● Consigne 1:
Relevez tous les titres de presse ou sites d'information que cite le texte sur Reflets et l'HADOPI.
● Consigne 2:
Reprenez le texte sur Reflets et l'HADOPI après sa dernière phrase et poursuivez-le.

● Texte présenté:
○ ○ ○ ○ ○ ○ ○
Reflets : c'est trop compliqué tes histoires...

Une petite discussion sur Twitter a fait remonter une critique constructive à l'adresse de Reflets. Nos articles seraient très intéressants, mais trop techniques pour que la presse généraliste s'en empare. D'où partions-nous ? Je faisais remarquer que dans un article de @lauredlr chez Rue89 évoquant TMG, le lien proposé pointait vers 01net.

Une petite discussion sur Twitter a fait remonter une critique constructive à l'adresse de Reflets. Nos articles seraient très intéressants, mais trop techniques pour que la presse généraliste s'en empare. D'où partions-nous ? Je faisais remarquer que dans un article de @lauredlr chez Rue89 évoquant TMG, le lien proposé pointait vers 01net. Je trouvais cela amusant dans la mesure où Reflets est à l'origine de la seule coupure opérée par l'HADOPI : la déconnexion du lien entre TMG qui collecte les IPs des supposés téléchargeurs pour le compte des ayants droit et l'HADOPI qui envoie les mails. Nous avions écrit que TMG avait un serveur de test (forcément) qui était ouvert à tous les vents. Du coup l'HADOPI qui craignait pour son système d'information avait coupé le fil la reliant à TMG. Etant à l'origine de cette information, Reflets pouvait assez logiquement être la cible du lien plutôt que 01net.
○ ○ ○ ○ ○ ○ ○
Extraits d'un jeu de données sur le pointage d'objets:
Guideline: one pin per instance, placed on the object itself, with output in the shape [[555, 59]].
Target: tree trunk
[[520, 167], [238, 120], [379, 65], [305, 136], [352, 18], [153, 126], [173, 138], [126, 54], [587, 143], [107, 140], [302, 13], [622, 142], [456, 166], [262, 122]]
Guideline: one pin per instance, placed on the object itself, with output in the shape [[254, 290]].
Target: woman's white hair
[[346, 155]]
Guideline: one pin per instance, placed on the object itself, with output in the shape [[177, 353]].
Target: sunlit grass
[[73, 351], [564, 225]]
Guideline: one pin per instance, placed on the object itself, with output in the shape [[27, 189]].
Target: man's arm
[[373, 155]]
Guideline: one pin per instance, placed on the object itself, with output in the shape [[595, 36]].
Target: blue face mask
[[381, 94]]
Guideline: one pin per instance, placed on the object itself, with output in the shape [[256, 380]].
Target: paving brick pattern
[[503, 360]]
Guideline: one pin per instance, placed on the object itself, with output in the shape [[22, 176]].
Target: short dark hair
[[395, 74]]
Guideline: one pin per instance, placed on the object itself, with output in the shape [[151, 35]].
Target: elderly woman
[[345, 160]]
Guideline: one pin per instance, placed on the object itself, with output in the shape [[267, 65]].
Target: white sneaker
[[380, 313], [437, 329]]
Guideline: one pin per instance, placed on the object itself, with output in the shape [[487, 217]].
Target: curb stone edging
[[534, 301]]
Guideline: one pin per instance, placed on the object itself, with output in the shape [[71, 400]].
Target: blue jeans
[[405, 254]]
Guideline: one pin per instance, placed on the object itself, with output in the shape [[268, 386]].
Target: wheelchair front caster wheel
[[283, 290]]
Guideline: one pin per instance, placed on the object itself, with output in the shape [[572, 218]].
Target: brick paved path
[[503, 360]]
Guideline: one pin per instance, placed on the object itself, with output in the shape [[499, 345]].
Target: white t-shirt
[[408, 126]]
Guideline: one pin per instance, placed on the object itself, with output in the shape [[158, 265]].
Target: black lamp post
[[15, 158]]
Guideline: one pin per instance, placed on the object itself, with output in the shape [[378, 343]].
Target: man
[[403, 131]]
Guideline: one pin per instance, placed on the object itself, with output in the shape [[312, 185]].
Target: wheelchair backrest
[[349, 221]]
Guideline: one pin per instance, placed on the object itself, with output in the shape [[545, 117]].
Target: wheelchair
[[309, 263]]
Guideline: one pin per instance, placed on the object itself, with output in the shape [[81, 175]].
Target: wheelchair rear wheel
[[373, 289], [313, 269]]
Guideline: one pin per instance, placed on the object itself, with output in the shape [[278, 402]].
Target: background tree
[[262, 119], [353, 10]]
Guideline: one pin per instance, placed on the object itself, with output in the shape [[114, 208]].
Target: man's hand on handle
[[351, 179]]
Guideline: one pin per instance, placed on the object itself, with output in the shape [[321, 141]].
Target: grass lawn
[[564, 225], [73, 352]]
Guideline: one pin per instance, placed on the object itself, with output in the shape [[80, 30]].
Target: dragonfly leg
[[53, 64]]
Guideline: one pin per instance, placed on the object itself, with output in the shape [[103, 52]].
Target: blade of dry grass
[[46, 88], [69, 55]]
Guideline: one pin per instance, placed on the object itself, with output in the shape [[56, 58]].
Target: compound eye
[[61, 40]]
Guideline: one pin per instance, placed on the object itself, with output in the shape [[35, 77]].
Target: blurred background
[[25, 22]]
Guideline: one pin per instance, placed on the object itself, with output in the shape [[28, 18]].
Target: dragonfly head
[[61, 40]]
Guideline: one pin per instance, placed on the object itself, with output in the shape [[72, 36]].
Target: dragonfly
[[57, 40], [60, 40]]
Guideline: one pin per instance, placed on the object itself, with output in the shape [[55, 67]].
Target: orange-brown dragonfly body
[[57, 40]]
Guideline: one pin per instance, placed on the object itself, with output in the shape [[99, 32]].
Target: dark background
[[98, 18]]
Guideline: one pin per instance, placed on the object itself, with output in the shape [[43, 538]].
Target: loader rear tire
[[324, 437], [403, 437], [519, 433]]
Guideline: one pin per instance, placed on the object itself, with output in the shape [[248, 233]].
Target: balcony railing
○ ○ ○ ○ ○ ○ ○
● Résultat final 1:
- Reflets
- Rue89
- 01net

● Résultat final 2:
Ces petites entorses aux bonnes pratiques habituelles dans le journalisme (citation de la source d'une information, et non pas d'un confrère qui la relaye) sont monnaie courante depuis que nous avons ouvert le site. Cela s'est vu avec l'OPSyria, avec le DPI (Amesys, Qosmos et les autres). Pas de souci, nous ne courrons pas derrière une hypothétique gloire. Ce qui est plus inquiétant c'est cet argument : trop compliqué, Mme Michu ne va pas comprendre vos articles. Du coup il serait logique de pointer vers des confrères qui survolent un peu, histoire de rendre compréhensible une histoire évoquée par d'autres.

Cet argument, je l'avais déjà entendu à l'époque de l'affaire Clearstream II. Souvenez-vous, Gergorin, Lahoud, EADS, tout ça... Tous les commentateur martelaient que c'était une affaire "trop compliquée". Ne parlons même pas de l'affaire Clearstream, la vraie, celle évoquée par Denis Robert. In fine, le sujet était, au mieux, survolé par la presse, peu relayée sur les chaînes de TV, ou mal. On parlait de super espions, d'informaticien de génie alors que l'on était en face de barbouzes de douzième catégorie incapables de faire la différence entre un grille pain et un ordinateur, d'un mathématicien plutôt nul en sécurité informatique.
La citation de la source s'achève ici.